What you will do:
A. In the passage on elastic test-time training, what name is given to the elastic prior defined after the LaCT update?
B. Repeat the part of the elastic test-time training passage between "Elastic Test-Time Training." and "the last re-anchor).", inclusive, without changing any wording.
C. Carry on the passage about elastic test-time training from the point at which it stops.

Supplied text:
※

Elastic Test-Time Training. In our formulation, we reinterpret this idea at the time of the test: each incoming chunk of data acts as a new task $\mathcal{T}_{B}$ , and the fast-weight state of the previous chunk plays the role of $\bm{\theta}_{A}^{\star}$ . The Fisher-weighted penalty in Eq. (4) thus serves as a continuously updated elastic prior, stabilizing the model’s adaptation over time (e.g., foreground dynamics) while preserving useful past information (e.g., static background). The EWC penalty defines an elastic prior after the LaCT update in Eq. (3), which we refer to as the consolidate operator. Formally, let $\bm{\theta}_{c}^{\prime}$ denote the intermediate fast weights after the update but before elastic consolidation in chunk $c$ , and $\bm{\theta}_{c}^{\star}$ their corresponding anchor parameters (the reference state before adaptation or at the last re-anchor).

\bm{\theta}_{c+1}\;=\;\bm{\theta}^{\prime}_{c}\;\underbrace{-\;\lambda\,F_{c}\odot\big(\bm{\theta}^{\prime}_{c}-\bm{\theta}_{c}^{\star}\big),}_{\text{elastic consolidation}}

(5)

where $F_{c}$ is a per-parameter Fisher-style importance estimate, $\odot$ denotes the Hadamard (elementwise) product, and $\lambda$ is a constant controlling the strength of the elastic prior.

Importance Estimates. We maintain the importance matrix $F_{c}$ as an EMA with decay $\alpha\in[0,1)$ over chunk index $c$ :

F_{c+1}\;=\;\alpha\,F_{c}\;+\;(1-\alpha)\,\varphi\!\big(\mathbf{S}_{c}\big),

(6)

※

Source data:

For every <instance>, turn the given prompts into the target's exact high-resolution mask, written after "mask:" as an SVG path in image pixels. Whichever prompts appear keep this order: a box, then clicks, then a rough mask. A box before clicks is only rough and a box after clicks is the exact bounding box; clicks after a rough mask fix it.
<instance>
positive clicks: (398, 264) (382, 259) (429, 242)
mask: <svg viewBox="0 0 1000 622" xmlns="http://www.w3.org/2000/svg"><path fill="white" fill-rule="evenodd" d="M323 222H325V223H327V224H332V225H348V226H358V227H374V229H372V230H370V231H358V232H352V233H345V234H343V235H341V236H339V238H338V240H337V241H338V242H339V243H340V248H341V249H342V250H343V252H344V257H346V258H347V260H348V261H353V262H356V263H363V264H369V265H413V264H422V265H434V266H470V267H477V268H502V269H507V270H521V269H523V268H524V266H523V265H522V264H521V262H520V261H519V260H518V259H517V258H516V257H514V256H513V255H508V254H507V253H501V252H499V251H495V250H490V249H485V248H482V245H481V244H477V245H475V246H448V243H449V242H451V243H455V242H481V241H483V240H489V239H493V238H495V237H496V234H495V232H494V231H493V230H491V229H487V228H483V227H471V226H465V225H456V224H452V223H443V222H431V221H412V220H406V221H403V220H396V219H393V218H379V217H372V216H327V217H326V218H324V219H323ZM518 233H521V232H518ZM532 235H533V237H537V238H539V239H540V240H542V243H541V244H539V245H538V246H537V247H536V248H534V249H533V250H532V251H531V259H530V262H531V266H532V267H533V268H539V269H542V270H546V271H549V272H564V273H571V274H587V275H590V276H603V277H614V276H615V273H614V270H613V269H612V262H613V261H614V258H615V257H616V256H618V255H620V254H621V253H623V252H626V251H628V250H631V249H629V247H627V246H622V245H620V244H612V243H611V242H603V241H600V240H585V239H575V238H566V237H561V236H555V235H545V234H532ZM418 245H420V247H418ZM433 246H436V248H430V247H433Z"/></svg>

※

Per-task outputs:
A. The consolidate operator.

B.
Elastic Test-Time Training. In our formulation, we reinterpret this idea at the time of the test: each incoming chunk of data acts as a new task $\mathcal{T}_{B}$ , and the fast-weight state of the previous chunk plays the role of $\bm{\theta}_{A}^{\star}$ . The Fisher-weighted penalty in Eq. (4) thus serves as a continuously updated elastic prior, stabilizing the model’s adaptation over time (e.g., foreground dynamics) while preserving useful past information (e.g., static background). The EWC penalty defines an elastic prior after the LaCT update in Eq. (3), which we refer to as the consolidate operator. Formally, let $\bm{\theta}_{c}^{\prime}$ denote the intermediate fast weights after the update but before elastic consolidation in chunk $c$ , and $\bm{\theta}_{c}^{\star}$ their corresponding anchor parameters (the reference state before adaptation or at the last re-anchor).

C.
where $\alpha\in[0,1)$ is the decay factor. The statistic $\mathbf{S}_{c}$ depends on the chosen estimator. Besides EWC [24], we also consider two related alternatives motivated by memory-aware synapses (MAS) [1] and synaptic intelligence (SI) [67]. Concretely,

	$\displaystyle\mathbf{S}_{c}$	$\displaystyle=\begin{cases}\bm{\theta}^{\prime}_{c}-\bm{\theta}_{c},&(\textit{MAS / EWC})\\ (\bm{\theta}^{\prime}_{c}-\bm{\theta}_{c})\odot(\bm{\theta}^{\prime}_{c}-\bm{\theta}_{c}^{\star}),&(\textit{SI})\end{cases}$
	$\displaystyle\varphi(\mathbf{S}_{c})$	$\displaystyle=\begin{cases}\lvert\mathbf{S}_{c}\rvert,&(\textit{MAS / SI})\\ \mathbf{S}_{c}^{\,2},&(\textit{EWC})\end{cases}$

with all operations applied elementwise. When $\mathbf{S}_{c}$ has a leading batch dimension, we average over that dimension before applying Eq. (6). Intuitively, the MAS-like variant tracks the magnitude of the chunkwise update, the EWC-like variant emphasizes parameters that consistently receive large squared updates, and the SI-like variant additionally weights the update by its drift from the current anchor. In our setting, since the anchor-relative displacement is itself induced by the chunkwise update, the SI-like statistic tends to behave similarly to a rescaled squared-update estimator.

Anchor Update Policies. We consider different anchoring policies that control how $\bm{\theta}^{\star}$ is maintained:

•

Global: anchors remain fixed to initialization.
•

Streaming: anchors update at each chunk boundary, ensuring local temporal continuity.
•

Streaming-EMA: anchors update via an exponential moving average [47], $\bm{\theta}^{\star}\leftarrow\beta\bm{\theta}^{\star}+(1-\beta)\bm{\theta}$ , forming a low-pass filter over the fast-weight trajectory.

We will show later that Streaming-EMA is the best practice for genuinely elastic memory behaviors.

3 Fast Spatial Memory (FSM)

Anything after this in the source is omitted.